Reproduce the material below with every "Identify" changed to "Locate" and nothing else altered.

--------------------------------

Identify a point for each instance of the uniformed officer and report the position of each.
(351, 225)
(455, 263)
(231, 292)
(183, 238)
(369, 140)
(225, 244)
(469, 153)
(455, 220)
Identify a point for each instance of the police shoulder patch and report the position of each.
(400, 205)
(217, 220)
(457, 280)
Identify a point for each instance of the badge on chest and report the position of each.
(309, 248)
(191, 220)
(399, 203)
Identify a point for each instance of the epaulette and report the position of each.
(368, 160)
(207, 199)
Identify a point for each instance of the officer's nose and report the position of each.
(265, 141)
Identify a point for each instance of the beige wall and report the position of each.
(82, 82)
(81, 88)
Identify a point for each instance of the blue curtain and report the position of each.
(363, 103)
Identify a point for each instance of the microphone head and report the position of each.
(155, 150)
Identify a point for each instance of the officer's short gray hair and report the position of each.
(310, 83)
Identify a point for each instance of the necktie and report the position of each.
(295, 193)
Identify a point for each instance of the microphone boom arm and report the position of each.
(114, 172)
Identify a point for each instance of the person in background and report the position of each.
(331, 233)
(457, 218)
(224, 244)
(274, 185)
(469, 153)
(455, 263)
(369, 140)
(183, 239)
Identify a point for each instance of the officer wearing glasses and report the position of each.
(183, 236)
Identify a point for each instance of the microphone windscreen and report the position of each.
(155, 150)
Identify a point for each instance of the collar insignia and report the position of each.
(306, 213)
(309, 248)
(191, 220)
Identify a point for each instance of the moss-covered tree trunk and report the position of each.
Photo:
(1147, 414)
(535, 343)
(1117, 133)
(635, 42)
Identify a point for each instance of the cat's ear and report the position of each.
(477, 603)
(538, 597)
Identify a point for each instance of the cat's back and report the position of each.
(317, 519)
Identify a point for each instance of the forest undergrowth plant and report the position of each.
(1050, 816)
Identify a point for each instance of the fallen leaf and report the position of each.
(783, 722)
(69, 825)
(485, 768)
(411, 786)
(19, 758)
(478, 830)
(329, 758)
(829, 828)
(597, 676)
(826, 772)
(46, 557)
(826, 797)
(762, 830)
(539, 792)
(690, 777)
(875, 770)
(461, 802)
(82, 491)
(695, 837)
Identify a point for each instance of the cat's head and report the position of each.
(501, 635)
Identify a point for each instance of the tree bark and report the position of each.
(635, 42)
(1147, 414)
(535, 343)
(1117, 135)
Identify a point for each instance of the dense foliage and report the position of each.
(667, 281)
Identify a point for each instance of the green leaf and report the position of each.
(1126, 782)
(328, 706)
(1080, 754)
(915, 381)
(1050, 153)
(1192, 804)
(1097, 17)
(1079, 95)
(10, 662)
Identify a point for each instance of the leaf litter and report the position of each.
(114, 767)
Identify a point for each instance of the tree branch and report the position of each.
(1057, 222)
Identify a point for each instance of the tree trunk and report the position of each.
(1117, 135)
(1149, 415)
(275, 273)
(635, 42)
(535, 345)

--------------------------------

> _RESULT_:
Locate a point for each instance of the uniformed officer and report the position of each.
(351, 225)
(455, 263)
(231, 292)
(183, 238)
(369, 140)
(225, 244)
(469, 153)
(455, 220)
Locate a point for each instance of the police shoulder patch and report the position of each.
(400, 205)
(217, 220)
(457, 280)
Locate a point for each instance of the badge on chest and report the position of each.
(309, 248)
(191, 220)
(399, 203)
Locate a point for each instance of the epaulette and report the position of each.
(368, 160)
(207, 199)
Locate a point for each instance of the officer's nose and report the position of each.
(265, 141)
Locate a point for each instance of the beige wall and report the position of each.
(82, 82)
(81, 88)
Locate a point for each instance of the blue curtain and report the position of each.
(363, 103)
Locate a point for each instance of the microphone head and report the position of each.
(155, 150)
Locate a point for each instance of the officer's short gray hair and report the position of each.
(310, 83)
Locate a point for each instance of the necktie and report the position of each.
(295, 193)
Locate a point for each instance of the microphone boom arm and report the position of each.
(114, 172)
Locate a point for each instance of the person in background and report the position of each.
(331, 233)
(457, 218)
(224, 244)
(274, 185)
(469, 153)
(455, 263)
(369, 140)
(183, 239)
Locate a point for each instance of the officer wearing glasses and report the position of each.
(183, 236)
Locate a point for each instance of the microphone windscreen and report the position of each.
(155, 150)
Locate a point for each instance of the collar insignia and report the position of each.
(306, 213)
(309, 248)
(191, 220)
Locate a point for each instance of the moss-covered tree trunk and report the position of each.
Photo:
(1147, 414)
(535, 343)
(1117, 133)
(635, 42)
Locate a point for each instance of the cat's ear and report the position of each.
(477, 603)
(538, 597)
Locate a point for each instance of the cat's back and report the position of each.
(317, 519)
Locate a point for each instance of the forest undergrowth plant and report the position of each.
(1050, 816)
Locate a point for each instance of the fallen leaf and report the position of each.
(783, 722)
(69, 825)
(485, 768)
(411, 786)
(19, 758)
(478, 830)
(329, 758)
(829, 828)
(597, 676)
(826, 772)
(46, 557)
(826, 797)
(762, 830)
(539, 792)
(690, 777)
(875, 770)
(461, 802)
(82, 491)
(695, 837)
Locate a point for each instance of the cat's head and report the position of each.
(501, 635)
Locate a point for each instance of the tree bark and report the position of each.
(635, 42)
(1147, 414)
(535, 343)
(1117, 135)
Locate a point for each instance of the dense foliage and report the position of each.
(667, 281)
Locate a point for each instance of the green leaf and report the position of each.
(1126, 782)
(328, 706)
(1080, 754)
(915, 381)
(1050, 153)
(1192, 804)
(1097, 17)
(1079, 95)
(10, 662)
Locate a point for each instance of the leaf litter and report the position of each.
(114, 767)
Locate a point for each instance of the tree branch and report the position of each.
(1057, 222)
Locate a point for each instance of the tree trunk and report the position of each.
(1117, 135)
(1149, 415)
(275, 273)
(635, 42)
(535, 345)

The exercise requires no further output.